Material for this task =
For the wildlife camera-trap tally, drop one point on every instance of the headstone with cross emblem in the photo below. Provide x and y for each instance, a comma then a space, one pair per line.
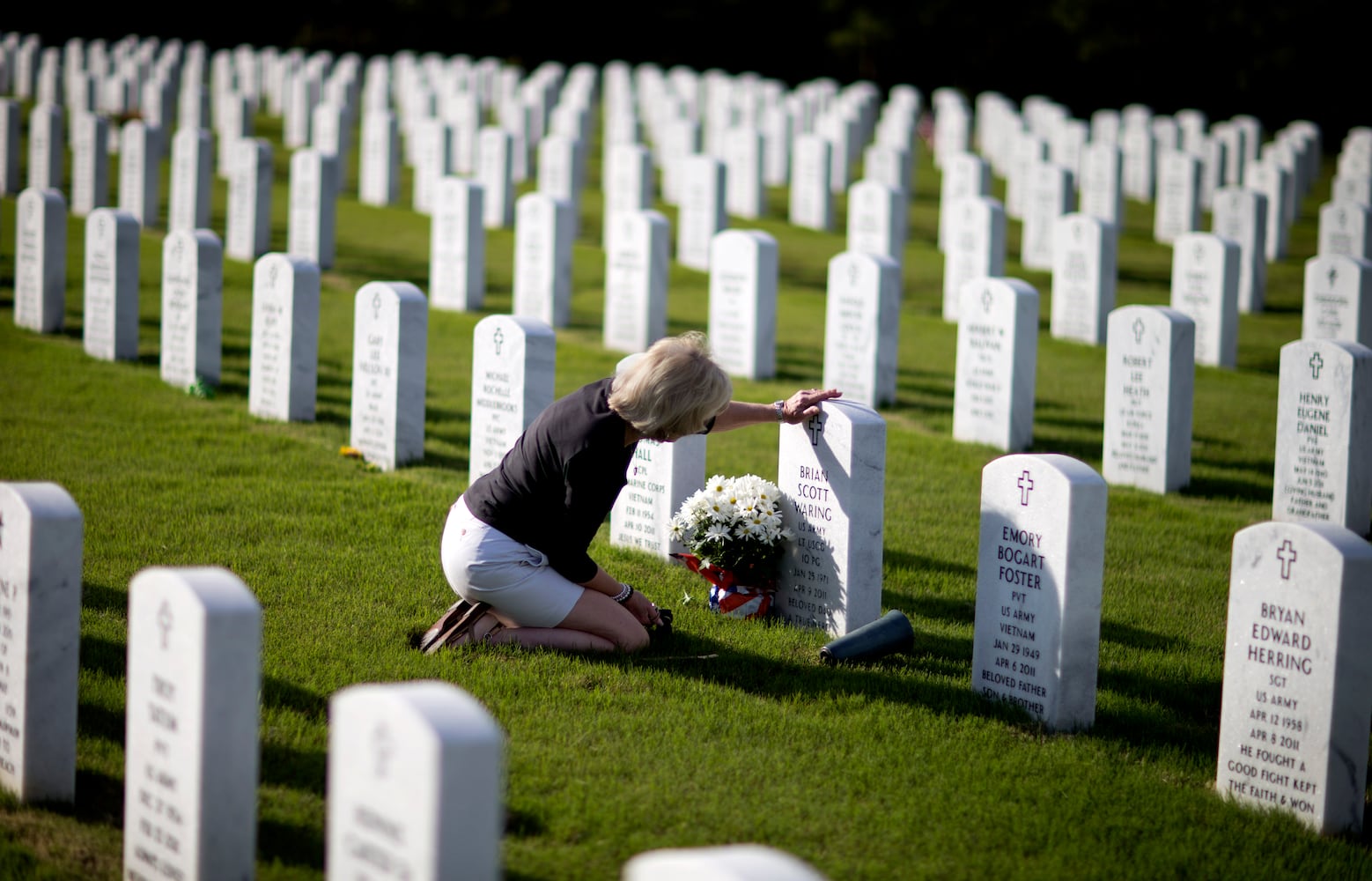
660, 478
998, 352
1150, 386
1298, 674
701, 214
191, 755
312, 221
40, 629
1241, 216
1324, 431
248, 233
110, 317
40, 260
1338, 298
513, 361
1040, 567
285, 337
416, 782
1049, 195
1177, 209
390, 344
862, 327
877, 221
192, 307
90, 164
1345, 228
191, 174
1102, 192
1205, 285
831, 474
725, 862
1084, 258
742, 302
976, 248
10, 117
457, 246
965, 176
140, 179
379, 167
637, 263
47, 145
543, 258
811, 201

Assigned task = Every entry should be written out word for word, except for its pictures.

Exercise response =
For the wildlife camera-trap tally, drop one point on every instance of the headstone with cross emblem in the photo below. Provide x and y for each instance, a comma then a space, one pair per line.
660, 478
998, 352
1150, 386
1298, 674
701, 214
191, 755
312, 221
40, 629
1241, 216
1324, 431
248, 233
110, 317
40, 260
1338, 298
513, 361
1040, 567
285, 337
416, 782
1049, 195
1177, 209
390, 344
862, 327
877, 221
192, 307
90, 164
1345, 228
191, 174
1102, 192
1205, 285
831, 474
725, 862
1084, 258
742, 302
976, 248
10, 117
457, 246
965, 176
140, 179
379, 167
637, 263
47, 145
543, 258
811, 201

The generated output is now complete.